■ Document excerpt:
== Segment start ==

VaultAuth authentication failures

Verify the AppRole credentials:


oc describe vaultauth vault-auth -n vault-operator

Check if the secret exists and contains the correct Secret ID:


oc get secret approle-secret -n vault-operator -o yaml

Secret not syncing

Check the VaultStaticSecret status:


oc describe vaultstaticsecret vault-static-secret-v2 -n vault-operator

Verify the path exists in Vault:


oc exec -it vault-0 -n vault -- vault kv get kvv2/myapp/config

Network connectivity issues

Test connectivity from the VSO pod to Vault:


oc exec -it deployment/vault-secrets-operator-controller-manager -n vault-operator -c manager -- curl http://vault.vault.svc.cluster.local:8200/v1/sys/health

Troubleshooting Kubernetes authentication

Authentication failures

Check VaultAuth status:


oc describe vaultauth vault-auth -n vault-operator

Common issues:

  • ServiceAccount not found:
    
    oc get sa vault-secrets-operator -n vault-operator
    
  • Role not configured correctly:
    
    oc exec -it vault-0 -n vault -- vault read auth/kubernetes/role/vso-role
    
  • Kubernetes API connectivity:
    
    oc exec -it vault-0 -n vault -- vault read auth/kubernetes/config
    

Token issues

Check if VSO can obtain tokens:


# View VSO controller logs
oc logs -n vault-operator deployment/vault-secrets-operator-controller-manager -c manager --tail=100

Look for authentication-related errors:


Error authenticating to Vault: permission denied
Error: namespace not authorized

Verify serviceaccount token

Check if the serviceaccount has a valid token:


oc get serviceaccount vault-secrets-operator -n vault-operator -o yaml

Migration from approle to Kubernetes auth

If you're migrating from AppRole to Kubernetes auth:

  1. Keep AppRole active during migration.
  2. Create Kubernetes auth configuration in parallel.
  3. Test with a single VaultStaticSecret first.
  4. Gradually migrate other secrets.
  5. Remove AppRole only after all secrets are migrated.
  6. Clean up AppRole secrets and configurations.

== Segment end ==

■ Records shown:
== Segment start ==

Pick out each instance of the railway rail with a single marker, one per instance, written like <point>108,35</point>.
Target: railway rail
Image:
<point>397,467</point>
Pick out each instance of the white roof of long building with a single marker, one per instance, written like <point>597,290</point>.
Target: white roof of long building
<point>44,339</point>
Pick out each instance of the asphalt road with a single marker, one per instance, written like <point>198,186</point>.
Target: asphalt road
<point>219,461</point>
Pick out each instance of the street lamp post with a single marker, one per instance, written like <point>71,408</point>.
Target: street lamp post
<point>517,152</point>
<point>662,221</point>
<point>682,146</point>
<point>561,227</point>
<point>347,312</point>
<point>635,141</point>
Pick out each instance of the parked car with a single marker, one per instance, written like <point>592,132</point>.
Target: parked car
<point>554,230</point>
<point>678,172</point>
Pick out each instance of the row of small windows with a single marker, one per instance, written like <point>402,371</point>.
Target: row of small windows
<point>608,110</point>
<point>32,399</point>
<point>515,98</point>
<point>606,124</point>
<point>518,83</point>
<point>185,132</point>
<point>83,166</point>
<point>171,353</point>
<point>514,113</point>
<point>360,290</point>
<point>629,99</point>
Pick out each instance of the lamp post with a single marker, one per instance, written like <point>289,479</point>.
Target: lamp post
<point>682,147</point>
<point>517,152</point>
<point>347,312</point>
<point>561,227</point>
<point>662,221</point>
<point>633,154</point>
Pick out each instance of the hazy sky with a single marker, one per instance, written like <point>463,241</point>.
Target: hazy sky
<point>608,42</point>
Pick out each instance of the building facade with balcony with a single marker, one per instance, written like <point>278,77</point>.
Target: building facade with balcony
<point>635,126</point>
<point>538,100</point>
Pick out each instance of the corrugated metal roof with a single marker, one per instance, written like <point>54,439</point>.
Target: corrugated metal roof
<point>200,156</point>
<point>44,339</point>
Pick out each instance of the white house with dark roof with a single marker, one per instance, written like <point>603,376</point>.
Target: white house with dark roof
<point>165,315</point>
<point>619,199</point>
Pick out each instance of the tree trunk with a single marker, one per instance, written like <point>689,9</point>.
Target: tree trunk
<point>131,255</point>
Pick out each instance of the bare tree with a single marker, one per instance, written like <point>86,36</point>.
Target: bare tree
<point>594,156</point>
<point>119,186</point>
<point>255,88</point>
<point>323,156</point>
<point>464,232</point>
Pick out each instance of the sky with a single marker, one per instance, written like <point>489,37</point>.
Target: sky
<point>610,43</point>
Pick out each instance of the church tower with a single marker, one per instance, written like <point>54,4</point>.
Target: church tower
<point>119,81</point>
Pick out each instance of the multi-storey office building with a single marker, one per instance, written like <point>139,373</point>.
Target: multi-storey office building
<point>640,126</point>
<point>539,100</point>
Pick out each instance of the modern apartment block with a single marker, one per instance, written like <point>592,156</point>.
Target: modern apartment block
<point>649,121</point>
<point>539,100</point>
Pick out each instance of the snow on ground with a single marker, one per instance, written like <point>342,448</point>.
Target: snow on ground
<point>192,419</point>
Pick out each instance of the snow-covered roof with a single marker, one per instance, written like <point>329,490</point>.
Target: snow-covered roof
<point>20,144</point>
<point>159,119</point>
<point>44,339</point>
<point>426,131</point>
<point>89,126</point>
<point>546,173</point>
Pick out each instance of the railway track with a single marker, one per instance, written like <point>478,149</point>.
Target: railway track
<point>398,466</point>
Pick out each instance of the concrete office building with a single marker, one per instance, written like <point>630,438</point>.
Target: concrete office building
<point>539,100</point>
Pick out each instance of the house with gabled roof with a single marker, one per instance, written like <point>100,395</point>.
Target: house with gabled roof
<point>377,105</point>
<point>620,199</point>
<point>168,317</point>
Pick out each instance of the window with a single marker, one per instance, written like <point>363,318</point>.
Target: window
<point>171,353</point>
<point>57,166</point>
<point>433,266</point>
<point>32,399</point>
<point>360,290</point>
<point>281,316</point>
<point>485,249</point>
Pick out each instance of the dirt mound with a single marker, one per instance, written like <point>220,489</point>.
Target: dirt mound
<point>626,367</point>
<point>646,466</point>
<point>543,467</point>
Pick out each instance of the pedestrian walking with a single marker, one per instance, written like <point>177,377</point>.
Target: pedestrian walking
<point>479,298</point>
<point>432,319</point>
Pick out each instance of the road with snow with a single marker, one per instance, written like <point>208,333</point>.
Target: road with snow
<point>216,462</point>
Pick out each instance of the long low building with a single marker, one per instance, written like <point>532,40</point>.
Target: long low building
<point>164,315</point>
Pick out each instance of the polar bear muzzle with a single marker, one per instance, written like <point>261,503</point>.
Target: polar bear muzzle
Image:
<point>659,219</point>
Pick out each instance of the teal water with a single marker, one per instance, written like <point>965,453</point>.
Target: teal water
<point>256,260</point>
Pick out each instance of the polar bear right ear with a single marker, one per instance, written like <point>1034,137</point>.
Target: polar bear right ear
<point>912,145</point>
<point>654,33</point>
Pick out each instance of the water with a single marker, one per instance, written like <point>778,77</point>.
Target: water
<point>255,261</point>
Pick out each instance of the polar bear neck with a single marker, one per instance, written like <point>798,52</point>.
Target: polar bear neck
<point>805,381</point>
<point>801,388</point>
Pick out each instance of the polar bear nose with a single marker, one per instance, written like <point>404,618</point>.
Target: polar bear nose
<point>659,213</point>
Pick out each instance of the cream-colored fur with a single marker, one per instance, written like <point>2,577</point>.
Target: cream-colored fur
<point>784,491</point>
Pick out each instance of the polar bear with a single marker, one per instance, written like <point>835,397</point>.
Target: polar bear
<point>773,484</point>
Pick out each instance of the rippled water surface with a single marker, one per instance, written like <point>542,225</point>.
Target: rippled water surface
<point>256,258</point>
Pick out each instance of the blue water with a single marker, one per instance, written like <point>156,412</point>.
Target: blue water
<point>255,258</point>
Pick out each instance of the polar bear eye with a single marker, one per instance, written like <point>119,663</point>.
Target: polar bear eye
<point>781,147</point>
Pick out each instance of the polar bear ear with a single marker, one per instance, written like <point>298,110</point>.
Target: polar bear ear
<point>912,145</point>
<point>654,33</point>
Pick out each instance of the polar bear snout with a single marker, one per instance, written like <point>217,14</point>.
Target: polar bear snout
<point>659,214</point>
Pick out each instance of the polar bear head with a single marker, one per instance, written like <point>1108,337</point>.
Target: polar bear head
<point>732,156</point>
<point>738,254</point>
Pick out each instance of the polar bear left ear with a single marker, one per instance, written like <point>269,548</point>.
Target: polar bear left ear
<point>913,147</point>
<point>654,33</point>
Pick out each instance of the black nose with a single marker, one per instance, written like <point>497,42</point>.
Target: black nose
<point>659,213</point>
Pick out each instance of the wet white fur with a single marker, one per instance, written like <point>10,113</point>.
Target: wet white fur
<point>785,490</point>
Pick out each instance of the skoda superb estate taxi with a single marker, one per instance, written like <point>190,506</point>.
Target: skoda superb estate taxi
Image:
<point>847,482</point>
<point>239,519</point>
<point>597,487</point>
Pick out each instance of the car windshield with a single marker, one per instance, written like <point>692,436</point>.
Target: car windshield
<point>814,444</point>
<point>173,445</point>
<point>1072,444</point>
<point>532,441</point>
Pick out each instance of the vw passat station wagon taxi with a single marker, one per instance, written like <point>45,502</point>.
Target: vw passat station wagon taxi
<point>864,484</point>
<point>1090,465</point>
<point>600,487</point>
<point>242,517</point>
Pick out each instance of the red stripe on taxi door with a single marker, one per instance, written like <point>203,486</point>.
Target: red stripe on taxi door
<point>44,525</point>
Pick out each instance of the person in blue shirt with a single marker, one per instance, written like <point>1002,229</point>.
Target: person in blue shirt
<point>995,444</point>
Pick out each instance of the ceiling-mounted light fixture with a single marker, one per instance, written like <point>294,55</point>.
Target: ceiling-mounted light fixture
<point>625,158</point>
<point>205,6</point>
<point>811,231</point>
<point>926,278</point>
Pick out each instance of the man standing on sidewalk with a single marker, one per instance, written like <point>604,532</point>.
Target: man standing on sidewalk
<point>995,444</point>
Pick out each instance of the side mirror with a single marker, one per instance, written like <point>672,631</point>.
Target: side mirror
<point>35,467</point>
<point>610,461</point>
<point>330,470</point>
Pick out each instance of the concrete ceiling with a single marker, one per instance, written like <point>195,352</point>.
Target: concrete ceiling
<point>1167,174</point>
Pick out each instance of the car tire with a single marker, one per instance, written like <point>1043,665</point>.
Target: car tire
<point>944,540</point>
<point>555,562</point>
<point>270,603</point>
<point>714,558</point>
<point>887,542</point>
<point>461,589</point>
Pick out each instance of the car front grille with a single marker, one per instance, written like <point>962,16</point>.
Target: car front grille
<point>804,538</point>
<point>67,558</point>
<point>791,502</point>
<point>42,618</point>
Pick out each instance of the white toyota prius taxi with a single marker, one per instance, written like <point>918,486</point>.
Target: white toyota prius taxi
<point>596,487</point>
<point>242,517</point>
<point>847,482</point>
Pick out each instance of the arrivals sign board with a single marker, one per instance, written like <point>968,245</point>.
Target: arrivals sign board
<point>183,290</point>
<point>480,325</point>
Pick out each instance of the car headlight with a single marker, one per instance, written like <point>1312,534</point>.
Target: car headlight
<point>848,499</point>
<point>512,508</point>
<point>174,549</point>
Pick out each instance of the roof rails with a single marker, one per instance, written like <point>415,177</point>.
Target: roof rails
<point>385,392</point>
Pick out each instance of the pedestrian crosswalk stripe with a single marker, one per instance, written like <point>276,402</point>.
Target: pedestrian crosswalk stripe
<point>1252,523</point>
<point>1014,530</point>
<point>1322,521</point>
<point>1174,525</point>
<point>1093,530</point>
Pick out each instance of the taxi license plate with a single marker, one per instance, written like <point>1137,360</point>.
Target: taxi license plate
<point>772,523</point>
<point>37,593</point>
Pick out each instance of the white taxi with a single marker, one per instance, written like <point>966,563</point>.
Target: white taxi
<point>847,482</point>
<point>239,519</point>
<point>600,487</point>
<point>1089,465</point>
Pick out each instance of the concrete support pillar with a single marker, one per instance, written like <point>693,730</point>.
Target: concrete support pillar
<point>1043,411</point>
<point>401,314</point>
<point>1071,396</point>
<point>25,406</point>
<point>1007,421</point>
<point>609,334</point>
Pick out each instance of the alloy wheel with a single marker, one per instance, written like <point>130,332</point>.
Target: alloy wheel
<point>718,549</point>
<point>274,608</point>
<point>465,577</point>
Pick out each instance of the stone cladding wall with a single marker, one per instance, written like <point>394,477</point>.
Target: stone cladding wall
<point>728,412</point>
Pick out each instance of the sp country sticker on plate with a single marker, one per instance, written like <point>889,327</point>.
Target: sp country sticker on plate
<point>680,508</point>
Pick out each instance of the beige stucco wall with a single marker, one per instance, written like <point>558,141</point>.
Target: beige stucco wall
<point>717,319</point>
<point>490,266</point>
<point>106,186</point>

== Segment end ==

■ Work request A: In the Vault troubleshooting guide, when should AppRole be removed during migration to Kubernetes auth?
■ Work request B: Condense the migration steps in the Vault troubleshooting guide, beginning "If you're migrating from AppRole", into two or three sentences.
■ Work request C: Transcribe the stretch of the Vault troubleshooting guide from "Check if the serviceaccount" through "active during migration.".
The data has no role in this work.

■ Exercise response A: Only after all secrets are migrated.

■ Exercise response B: When migrating from AppRole to Kubernetes auth, keep AppRole active and set up the Kubernetes auth configuration alongside it. Test with one VaultStaticSecret, then move the other secrets gradually. Remove AppRole and clean up its secrets and configurations only after every secret has been migrated.

■ Exercise response C:
Check if the serviceaccount has a valid token:


oc get serviceaccount vault-secrets-operator -n vault-operator -o yaml

Migration from approle to Kubernetes auth

If you're migrating from AppRole to Kubernetes auth:

  1. Keep AppRole active during migration.